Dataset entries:

Start

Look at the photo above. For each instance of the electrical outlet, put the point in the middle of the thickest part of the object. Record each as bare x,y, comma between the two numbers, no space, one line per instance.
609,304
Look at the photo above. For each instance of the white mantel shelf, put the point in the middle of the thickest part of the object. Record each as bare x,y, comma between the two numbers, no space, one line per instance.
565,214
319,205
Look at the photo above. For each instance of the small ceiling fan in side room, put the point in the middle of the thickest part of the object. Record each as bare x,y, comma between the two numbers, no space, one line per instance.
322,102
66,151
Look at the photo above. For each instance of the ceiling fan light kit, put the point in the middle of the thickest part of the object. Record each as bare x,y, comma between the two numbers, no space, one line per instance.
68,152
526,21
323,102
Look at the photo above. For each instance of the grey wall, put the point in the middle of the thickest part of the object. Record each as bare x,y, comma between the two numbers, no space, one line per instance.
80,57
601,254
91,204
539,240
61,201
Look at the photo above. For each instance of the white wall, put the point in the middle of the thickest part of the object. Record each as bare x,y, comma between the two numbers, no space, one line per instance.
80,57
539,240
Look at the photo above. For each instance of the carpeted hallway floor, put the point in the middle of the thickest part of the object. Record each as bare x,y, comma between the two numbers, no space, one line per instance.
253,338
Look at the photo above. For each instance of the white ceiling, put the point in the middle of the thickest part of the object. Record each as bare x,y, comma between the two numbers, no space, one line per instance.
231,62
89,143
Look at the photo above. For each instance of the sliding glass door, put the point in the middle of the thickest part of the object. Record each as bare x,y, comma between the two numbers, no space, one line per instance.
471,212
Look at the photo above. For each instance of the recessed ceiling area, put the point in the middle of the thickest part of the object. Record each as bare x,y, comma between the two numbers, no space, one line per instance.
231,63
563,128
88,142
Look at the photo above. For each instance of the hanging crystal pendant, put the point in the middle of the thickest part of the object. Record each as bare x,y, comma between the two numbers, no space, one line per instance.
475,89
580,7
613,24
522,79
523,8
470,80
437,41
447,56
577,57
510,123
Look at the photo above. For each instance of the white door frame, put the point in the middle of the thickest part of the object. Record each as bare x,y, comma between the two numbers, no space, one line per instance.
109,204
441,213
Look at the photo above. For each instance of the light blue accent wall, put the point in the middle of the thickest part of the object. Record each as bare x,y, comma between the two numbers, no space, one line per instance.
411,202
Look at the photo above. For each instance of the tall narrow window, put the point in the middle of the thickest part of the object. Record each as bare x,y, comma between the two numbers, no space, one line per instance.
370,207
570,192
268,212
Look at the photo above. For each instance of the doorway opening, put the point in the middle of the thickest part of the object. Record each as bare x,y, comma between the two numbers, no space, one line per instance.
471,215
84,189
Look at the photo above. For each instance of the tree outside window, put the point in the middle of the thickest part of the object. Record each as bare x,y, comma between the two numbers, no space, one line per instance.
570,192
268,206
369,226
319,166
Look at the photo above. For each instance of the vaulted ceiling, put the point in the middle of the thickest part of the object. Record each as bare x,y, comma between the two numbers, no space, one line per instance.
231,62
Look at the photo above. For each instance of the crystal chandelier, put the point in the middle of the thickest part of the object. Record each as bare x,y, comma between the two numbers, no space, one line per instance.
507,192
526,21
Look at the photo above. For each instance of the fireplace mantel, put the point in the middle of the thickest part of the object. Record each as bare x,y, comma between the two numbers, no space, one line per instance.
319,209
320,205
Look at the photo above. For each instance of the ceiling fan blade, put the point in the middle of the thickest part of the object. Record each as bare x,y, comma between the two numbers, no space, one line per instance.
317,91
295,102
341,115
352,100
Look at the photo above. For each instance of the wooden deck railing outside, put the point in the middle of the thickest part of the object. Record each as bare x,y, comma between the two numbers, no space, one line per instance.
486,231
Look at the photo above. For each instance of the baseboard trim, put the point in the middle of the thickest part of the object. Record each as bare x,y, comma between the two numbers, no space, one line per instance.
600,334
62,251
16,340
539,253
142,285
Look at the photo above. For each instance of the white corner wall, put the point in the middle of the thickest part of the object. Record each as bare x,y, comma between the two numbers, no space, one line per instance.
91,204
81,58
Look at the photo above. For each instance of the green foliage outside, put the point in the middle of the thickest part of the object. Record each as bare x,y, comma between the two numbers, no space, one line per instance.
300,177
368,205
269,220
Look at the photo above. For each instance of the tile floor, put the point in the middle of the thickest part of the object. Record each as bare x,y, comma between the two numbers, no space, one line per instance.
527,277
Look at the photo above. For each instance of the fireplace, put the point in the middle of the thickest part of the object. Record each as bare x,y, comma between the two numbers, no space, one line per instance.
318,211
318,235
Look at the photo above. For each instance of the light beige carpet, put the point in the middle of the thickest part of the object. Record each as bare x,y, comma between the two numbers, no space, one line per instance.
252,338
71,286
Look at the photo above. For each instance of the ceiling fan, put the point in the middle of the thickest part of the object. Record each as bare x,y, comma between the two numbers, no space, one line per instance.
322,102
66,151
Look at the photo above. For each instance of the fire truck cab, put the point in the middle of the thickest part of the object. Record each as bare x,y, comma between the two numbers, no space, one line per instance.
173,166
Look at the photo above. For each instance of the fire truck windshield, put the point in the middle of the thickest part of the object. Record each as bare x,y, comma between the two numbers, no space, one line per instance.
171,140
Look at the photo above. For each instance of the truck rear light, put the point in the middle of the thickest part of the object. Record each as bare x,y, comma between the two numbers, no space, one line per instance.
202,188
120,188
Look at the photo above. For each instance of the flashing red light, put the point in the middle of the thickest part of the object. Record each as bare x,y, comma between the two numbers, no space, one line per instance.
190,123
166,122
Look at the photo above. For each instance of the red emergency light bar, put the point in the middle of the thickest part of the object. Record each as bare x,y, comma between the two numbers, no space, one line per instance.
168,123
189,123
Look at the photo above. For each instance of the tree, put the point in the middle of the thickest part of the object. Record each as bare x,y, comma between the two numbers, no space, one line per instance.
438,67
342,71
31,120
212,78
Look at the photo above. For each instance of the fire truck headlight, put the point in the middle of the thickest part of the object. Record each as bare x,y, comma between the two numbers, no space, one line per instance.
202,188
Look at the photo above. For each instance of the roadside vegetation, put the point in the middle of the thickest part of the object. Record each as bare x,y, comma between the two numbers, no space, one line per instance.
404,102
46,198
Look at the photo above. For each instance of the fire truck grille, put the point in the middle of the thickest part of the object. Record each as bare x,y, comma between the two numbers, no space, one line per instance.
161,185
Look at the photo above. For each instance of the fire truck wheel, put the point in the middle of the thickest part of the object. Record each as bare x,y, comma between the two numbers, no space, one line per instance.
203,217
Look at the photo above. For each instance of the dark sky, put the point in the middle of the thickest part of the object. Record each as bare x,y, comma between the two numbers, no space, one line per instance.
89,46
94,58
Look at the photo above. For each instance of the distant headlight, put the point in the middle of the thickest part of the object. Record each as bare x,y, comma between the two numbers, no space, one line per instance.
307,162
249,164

End

» **Your task**: Write out exactly the lines starting with the one that holds "truck grille, put" and running through the last line above.

» **Written answer**:
Look at the photo above. For each instance of the fire truck grille, put the point in the middle of the thickest part of the object. Record each as bare x,y, comma between the two numbers, no space, one line per instance.
161,185
Look at the photo above. For each instance of the fire truck wheel, put the point in the middle of the thickest part of the object. Record each as bare x,y, comma between the two numbers, no space, one line per instance.
203,217
Look at the photo above. For each instance of the dark sky, put the point in the middle of the thickest part of the object. Record each as bare x,y, comma between the two numbers, no space, one line per instance.
89,46
94,58
Look at the photo above. For each instance of the distant headlight, put the point in the middle of the thickest part of the object. Record each as bare x,y, comma between the two numbers, no space, one line per instance.
307,162
249,164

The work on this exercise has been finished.